[Set exercise] Can all of these lines be returned exactly?

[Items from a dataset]

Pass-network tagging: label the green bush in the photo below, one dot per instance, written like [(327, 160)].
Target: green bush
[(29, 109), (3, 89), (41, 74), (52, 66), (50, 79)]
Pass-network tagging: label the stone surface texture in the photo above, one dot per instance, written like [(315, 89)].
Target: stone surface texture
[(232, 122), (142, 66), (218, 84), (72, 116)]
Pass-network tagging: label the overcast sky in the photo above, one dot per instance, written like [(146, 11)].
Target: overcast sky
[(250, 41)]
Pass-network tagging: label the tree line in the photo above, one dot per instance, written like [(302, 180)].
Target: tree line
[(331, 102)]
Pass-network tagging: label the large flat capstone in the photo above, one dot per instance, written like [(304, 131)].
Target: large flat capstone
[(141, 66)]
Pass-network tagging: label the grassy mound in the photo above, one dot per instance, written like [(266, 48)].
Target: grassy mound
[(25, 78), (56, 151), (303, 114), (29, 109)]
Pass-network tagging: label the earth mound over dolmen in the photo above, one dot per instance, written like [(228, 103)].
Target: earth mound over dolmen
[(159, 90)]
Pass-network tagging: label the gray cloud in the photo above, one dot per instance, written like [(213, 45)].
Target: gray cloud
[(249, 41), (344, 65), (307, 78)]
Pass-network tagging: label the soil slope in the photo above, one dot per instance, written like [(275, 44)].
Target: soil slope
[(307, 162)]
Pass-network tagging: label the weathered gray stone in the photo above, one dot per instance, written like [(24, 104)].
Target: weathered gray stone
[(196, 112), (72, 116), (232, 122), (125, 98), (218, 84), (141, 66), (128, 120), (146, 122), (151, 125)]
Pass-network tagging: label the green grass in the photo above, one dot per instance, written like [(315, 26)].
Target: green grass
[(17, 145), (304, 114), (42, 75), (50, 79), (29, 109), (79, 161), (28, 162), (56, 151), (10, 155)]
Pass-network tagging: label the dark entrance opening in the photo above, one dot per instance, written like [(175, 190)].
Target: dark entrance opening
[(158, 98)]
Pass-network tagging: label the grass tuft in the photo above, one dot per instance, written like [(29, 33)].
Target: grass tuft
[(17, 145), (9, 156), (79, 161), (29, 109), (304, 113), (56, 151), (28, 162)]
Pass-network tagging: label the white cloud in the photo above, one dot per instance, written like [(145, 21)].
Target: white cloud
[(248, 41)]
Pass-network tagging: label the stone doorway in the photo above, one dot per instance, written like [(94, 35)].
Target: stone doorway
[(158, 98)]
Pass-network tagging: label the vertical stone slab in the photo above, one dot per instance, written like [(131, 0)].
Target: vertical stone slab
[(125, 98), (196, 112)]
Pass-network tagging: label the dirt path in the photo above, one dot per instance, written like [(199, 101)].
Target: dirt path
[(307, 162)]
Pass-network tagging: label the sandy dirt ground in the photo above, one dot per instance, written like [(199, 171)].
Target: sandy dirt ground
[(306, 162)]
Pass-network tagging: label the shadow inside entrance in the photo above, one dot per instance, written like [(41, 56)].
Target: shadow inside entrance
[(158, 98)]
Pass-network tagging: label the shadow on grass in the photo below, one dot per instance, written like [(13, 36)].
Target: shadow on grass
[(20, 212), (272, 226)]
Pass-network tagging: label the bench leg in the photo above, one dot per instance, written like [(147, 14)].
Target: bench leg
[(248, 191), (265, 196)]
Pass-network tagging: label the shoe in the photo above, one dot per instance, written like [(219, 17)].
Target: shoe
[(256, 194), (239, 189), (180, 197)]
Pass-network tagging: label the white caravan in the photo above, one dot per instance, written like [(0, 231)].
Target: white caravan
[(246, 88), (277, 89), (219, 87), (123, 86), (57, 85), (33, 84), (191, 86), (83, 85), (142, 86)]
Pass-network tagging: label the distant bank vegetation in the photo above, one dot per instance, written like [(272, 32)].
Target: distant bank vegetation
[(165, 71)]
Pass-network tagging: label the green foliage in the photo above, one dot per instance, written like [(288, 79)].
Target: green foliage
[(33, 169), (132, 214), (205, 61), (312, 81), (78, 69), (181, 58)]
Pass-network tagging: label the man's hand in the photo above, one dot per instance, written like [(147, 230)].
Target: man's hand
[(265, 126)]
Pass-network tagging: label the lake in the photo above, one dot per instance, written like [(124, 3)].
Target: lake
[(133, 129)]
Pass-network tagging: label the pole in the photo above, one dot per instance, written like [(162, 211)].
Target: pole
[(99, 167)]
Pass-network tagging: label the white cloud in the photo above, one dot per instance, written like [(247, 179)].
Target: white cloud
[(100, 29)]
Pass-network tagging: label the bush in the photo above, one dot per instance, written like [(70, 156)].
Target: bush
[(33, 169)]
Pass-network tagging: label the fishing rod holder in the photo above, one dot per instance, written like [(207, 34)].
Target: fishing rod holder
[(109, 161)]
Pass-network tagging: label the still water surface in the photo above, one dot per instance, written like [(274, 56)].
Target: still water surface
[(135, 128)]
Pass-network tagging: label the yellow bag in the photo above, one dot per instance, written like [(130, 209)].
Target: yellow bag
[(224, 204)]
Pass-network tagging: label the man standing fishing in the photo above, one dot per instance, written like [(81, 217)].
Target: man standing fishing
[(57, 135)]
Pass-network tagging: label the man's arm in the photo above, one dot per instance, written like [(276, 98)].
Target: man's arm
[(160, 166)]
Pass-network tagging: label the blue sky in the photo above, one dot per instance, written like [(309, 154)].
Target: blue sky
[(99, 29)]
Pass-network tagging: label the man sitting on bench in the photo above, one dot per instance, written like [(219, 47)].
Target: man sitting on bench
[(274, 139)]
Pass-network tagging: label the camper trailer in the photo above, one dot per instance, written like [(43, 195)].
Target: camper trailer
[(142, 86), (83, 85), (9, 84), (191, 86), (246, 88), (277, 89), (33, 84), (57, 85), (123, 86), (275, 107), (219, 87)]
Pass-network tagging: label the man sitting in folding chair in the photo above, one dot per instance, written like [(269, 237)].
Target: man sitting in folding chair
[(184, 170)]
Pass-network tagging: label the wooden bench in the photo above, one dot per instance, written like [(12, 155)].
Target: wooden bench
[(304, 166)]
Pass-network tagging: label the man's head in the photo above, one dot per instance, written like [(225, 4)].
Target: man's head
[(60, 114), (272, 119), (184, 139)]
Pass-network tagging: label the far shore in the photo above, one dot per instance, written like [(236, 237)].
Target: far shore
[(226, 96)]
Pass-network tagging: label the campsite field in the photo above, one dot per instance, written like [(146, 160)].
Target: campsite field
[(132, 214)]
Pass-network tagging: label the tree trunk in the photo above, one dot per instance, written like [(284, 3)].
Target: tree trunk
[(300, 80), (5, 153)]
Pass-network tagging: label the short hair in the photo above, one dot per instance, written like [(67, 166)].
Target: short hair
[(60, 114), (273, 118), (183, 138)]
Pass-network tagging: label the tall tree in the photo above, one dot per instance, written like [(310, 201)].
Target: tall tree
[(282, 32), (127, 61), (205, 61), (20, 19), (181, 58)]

[Solution to the problem]
Pass-network tagging: label the green bush in the photo below, one dot per instance, written like [(327, 160)].
Target: green bush
[(29, 109), (3, 89), (41, 74), (52, 66), (50, 79)]
Pass-network tagging: label the stone surface texture in the photo above, one dot per instance, written like [(315, 89)].
Target: stone surface texture
[(232, 122), (142, 66), (218, 84), (72, 116)]
Pass-network tagging: label the overcast sky in the photo above, one dot per instance, written like [(146, 11)].
Target: overcast sky
[(250, 41)]
Pass-network tagging: label the tree line in the photo above, one dot per instance, written like [(302, 180)].
Target: tree line
[(331, 102)]
Pass-network tagging: label the large flat capstone in the photo above, one dot per instance, written like [(304, 131)].
Target: large flat capstone
[(141, 66)]
Pass-network tagging: label the grassy mound in the photo above, one dot per instance, written like [(266, 48)].
Target: grassy mound
[(25, 78), (56, 151), (303, 114), (29, 109)]
Pass-network tagging: label the earth mound over dolmen in the photo above, one dot per instance, written like [(228, 103)].
Target: earth mound over dolmen
[(159, 90)]
Pass-network tagging: label the gray cloud in the photo above, one dot per instance, written like [(213, 45)].
Target: gray cloud
[(249, 41), (344, 65), (307, 78)]
Pass-network tagging: label the soil slope in the photo above, one dot per instance, written like [(275, 44)].
Target: soil slope
[(307, 162)]
Pass-network tagging: label the weathered gray stone in the photo above, one dot per instance, written like [(24, 104)].
Target: weathered gray stone
[(196, 112), (72, 116), (232, 122), (125, 98), (218, 84), (141, 66), (128, 120), (146, 122), (151, 125)]
Pass-network tagging: label the green grass in the photo above, one dot per instance, written like [(315, 26)].
Target: green grass
[(17, 145), (304, 114), (42, 75), (50, 79), (29, 109), (79, 161), (28, 162), (56, 151), (10, 155)]
Pass-network tagging: label the dark entrance opening in the photo above, one dot per instance, written like [(175, 190)].
Target: dark entrance opening
[(158, 98)]
Pass-network tagging: label the grass tuft in the photo above, one dot per instance, written like [(29, 33)].
Target: grass tuft
[(17, 145), (9, 156), (79, 161), (29, 109), (304, 113), (56, 151), (28, 162)]
Pass-network tagging: label the white cloud in the photo above, one dot per instance, written like [(145, 21)].
Target: white cloud
[(248, 41)]
Pass-network tagging: label the stone doorway in the photo above, one dot per instance, written like [(94, 35)].
Target: stone doorway
[(158, 98)]
Pass-network tagging: label the vertical stone slab in the photo above, one dot per instance, written like [(131, 0)].
Target: vertical stone slab
[(125, 98), (196, 112)]
Pass-network tagging: label the dirt path in the photo above, one dot per instance, written like [(199, 101)].
Target: dirt path
[(307, 162)]
Pass-network tagging: label the sandy dirt ground in the photo above, one dot per instance, written like [(199, 171)].
Target: sandy dirt ground
[(306, 162)]
Pass-network tagging: label the shadow inside entrance in the photo above, one dot per instance, written like [(41, 56)].
Target: shadow inside entrance
[(158, 98)]
Pass-network tagging: label the shadow on grass in the photo below, one dot per instance, written like [(13, 36)].
Target: shadow on grass
[(20, 212), (272, 226)]
Pass-network tagging: label the bench leg in the photo above, one dot per instance, written like [(147, 14)].
Target: bench leg
[(248, 191), (265, 196)]
Pass-network tagging: label the shoe in the photo above, one dot per instance, written like [(219, 17)].
Target: shoe
[(256, 194), (239, 189), (180, 197)]
Pass-network tagging: label the white caravan in the photo above, one dot per instance, written like [(0, 231)].
Target: white caravan
[(246, 88), (277, 89), (219, 87), (123, 86), (57, 85), (33, 84), (191, 86), (83, 85), (142, 86)]
Pass-network tagging: label the distant bank vegetation in the photo above, one dot per instance, written like [(272, 32)].
Target: distant bank vegetation
[(165, 71)]
Pass-network tagging: label the green foliage in the photo above, one dot per instance, written like [(288, 79)].
Target: green foliage
[(33, 169), (132, 214), (205, 61), (312, 81), (78, 69), (181, 58)]
Pass-network tagging: label the man's hand in the photo above, one dot per instance, written like [(147, 230)].
Target: man's hand
[(265, 126)]
Pass-network tagging: label the lake in the photo above, one dot per instance, written like [(124, 3)].
Target: lake
[(133, 129)]
Pass-network tagging: label the pole in the photo above, one dot per instance, written like [(162, 211)].
Target: pole
[(99, 167)]
Pass-network tagging: label the white cloud in the photo above, one dot per instance, written like [(247, 179)].
Target: white cloud
[(100, 29)]
Pass-network tagging: label the bush in the photo above, one dot per instance, written like [(70, 156)].
Target: bush
[(33, 169)]
Pass-network tagging: label the fishing rod holder in the photo above, one dot per instance, written like [(207, 34)].
Target: fishing rod holder
[(109, 161)]
Pass-network tagging: label the still water surface in the photo above, one dot per instance, written like [(274, 56)].
Target: still water surface
[(135, 128)]
Pass-network tagging: label the yellow bag in the photo above, one dot per instance, written like [(130, 209)].
Target: yellow bag
[(224, 204)]
Pass-network tagging: label the man standing fishing in the photo above, one dot per instance, written like [(81, 217)].
Target: man standing fishing
[(57, 135)]
Pass-network tagging: label the man's arm in the photo above, one dot per instance, written like [(276, 98)].
Target: man's arm
[(160, 166)]
Pass-network tagging: label the blue sky in the photo above, one dot per instance, written like [(309, 154)].
Target: blue sky
[(99, 29)]
Pass-network tagging: label the man sitting on bench in the photo above, one dot per instance, written like [(219, 47)].
Target: man sitting on bench
[(274, 139)]
Pass-network tagging: label the camper trailer in the photo above, one dot per instance, written like [(43, 195)].
Target: camper trailer
[(142, 86), (83, 85), (9, 84), (191, 86), (246, 88), (277, 89), (33, 84), (57, 85), (123, 86), (275, 107), (219, 87)]
Pass-network tagging: label the man sitting in folding chair in the photo above, one dot per instance, written like [(269, 237)].
Target: man sitting in folding chair
[(184, 170)]
Pass-network tagging: label the wooden bench in the photo above, one dot per instance, written like [(12, 155)].
Target: wooden bench
[(304, 166)]
Pass-network tagging: label the man's head in the photo above, one dot per instance, written like [(225, 4)].
Target: man's head
[(60, 114), (272, 119), (184, 139)]
Pass-network tagging: label the far shore in the photo above, one dot per instance, written like [(236, 237)].
Target: far shore
[(226, 96)]
Pass-network tagging: label the campsite field in the photo above, one dot per instance, written like [(146, 160)].
Target: campsite field
[(132, 214)]
Pass-network tagging: label the tree trunk in the photo above, one dot per instance, written like [(284, 3)].
Target: tree trunk
[(300, 80), (5, 153)]
Pass-network tagging: label the short hair in the photo above, one dot per instance, written like [(67, 166)].
Target: short hair
[(60, 114), (273, 118), (183, 138)]
Pass-network tagging: label the tall tree in the photo above, one dot per instance, written like [(310, 201)].
Target: tall tree
[(282, 32), (127, 61), (205, 61), (20, 19), (181, 58)]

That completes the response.